Task directions>
Please repeat every entry, keeping each one exactly the same.

Dataset records>
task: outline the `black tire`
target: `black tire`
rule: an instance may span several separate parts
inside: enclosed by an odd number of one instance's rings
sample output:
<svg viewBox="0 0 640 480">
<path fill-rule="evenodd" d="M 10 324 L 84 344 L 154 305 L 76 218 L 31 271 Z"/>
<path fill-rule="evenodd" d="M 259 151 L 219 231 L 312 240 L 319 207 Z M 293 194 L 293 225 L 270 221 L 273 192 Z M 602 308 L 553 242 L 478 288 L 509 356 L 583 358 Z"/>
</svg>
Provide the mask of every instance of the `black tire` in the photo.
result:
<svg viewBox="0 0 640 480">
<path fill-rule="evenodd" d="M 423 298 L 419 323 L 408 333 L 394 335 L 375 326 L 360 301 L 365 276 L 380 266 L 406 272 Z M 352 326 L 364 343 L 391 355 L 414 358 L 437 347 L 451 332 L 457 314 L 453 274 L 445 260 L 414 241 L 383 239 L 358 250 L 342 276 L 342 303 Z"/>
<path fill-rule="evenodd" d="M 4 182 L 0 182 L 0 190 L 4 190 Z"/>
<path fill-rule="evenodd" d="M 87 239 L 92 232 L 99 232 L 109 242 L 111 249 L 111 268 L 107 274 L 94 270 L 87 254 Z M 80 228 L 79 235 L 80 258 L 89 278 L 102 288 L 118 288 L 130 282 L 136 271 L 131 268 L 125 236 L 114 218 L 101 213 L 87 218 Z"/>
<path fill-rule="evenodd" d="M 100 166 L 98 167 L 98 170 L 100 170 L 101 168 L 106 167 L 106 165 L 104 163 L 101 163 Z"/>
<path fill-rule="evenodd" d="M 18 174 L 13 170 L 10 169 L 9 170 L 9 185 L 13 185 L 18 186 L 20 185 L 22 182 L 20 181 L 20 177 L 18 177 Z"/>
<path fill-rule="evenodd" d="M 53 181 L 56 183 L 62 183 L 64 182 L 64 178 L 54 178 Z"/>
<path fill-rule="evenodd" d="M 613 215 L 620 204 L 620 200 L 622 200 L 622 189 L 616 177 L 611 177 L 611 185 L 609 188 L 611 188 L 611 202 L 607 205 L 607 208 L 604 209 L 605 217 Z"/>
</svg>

Result>
task: outline the `black tire`
target: `black tire`
rule: an instance may span several separate parts
inside: enclosed by an odd number of one instance's rings
sample output:
<svg viewBox="0 0 640 480">
<path fill-rule="evenodd" d="M 10 324 L 84 344 L 154 305 L 76 218 L 31 271 Z"/>
<path fill-rule="evenodd" d="M 259 151 L 219 231 L 312 240 L 319 207 Z M 293 194 L 293 225 L 270 221 L 273 192 Z M 602 308 L 553 242 L 478 288 L 509 356 L 583 358 Z"/>
</svg>
Provide the mask of every instance of the `black tire` in the photo.
result:
<svg viewBox="0 0 640 480">
<path fill-rule="evenodd" d="M 423 298 L 419 323 L 408 333 L 394 335 L 375 326 L 360 301 L 365 276 L 380 266 L 406 272 Z M 352 326 L 364 343 L 391 355 L 414 358 L 437 347 L 451 332 L 457 314 L 453 274 L 445 260 L 414 241 L 383 239 L 358 250 L 342 276 L 342 303 Z"/>
<path fill-rule="evenodd" d="M 4 182 L 0 182 L 0 190 L 4 190 Z"/>
<path fill-rule="evenodd" d="M 87 239 L 92 232 L 99 232 L 109 242 L 111 249 L 111 268 L 107 274 L 94 270 L 87 254 Z M 80 228 L 79 235 L 80 258 L 89 278 L 102 288 L 118 288 L 130 282 L 136 271 L 131 268 L 125 236 L 114 218 L 101 213 L 87 218 Z"/>
<path fill-rule="evenodd" d="M 100 166 L 98 167 L 98 170 L 100 170 L 101 168 L 106 167 L 106 165 L 104 163 L 101 163 Z"/>
<path fill-rule="evenodd" d="M 18 174 L 13 170 L 10 169 L 9 170 L 9 185 L 13 185 L 18 186 L 20 185 L 22 182 L 20 181 L 20 177 L 18 177 Z"/>
<path fill-rule="evenodd" d="M 53 181 L 56 183 L 62 183 L 64 182 L 64 178 L 54 178 Z"/>
<path fill-rule="evenodd" d="M 613 215 L 620 204 L 620 200 L 622 200 L 622 189 L 616 177 L 611 177 L 611 185 L 609 188 L 611 188 L 611 202 L 607 205 L 607 208 L 604 209 L 605 217 Z"/>
</svg>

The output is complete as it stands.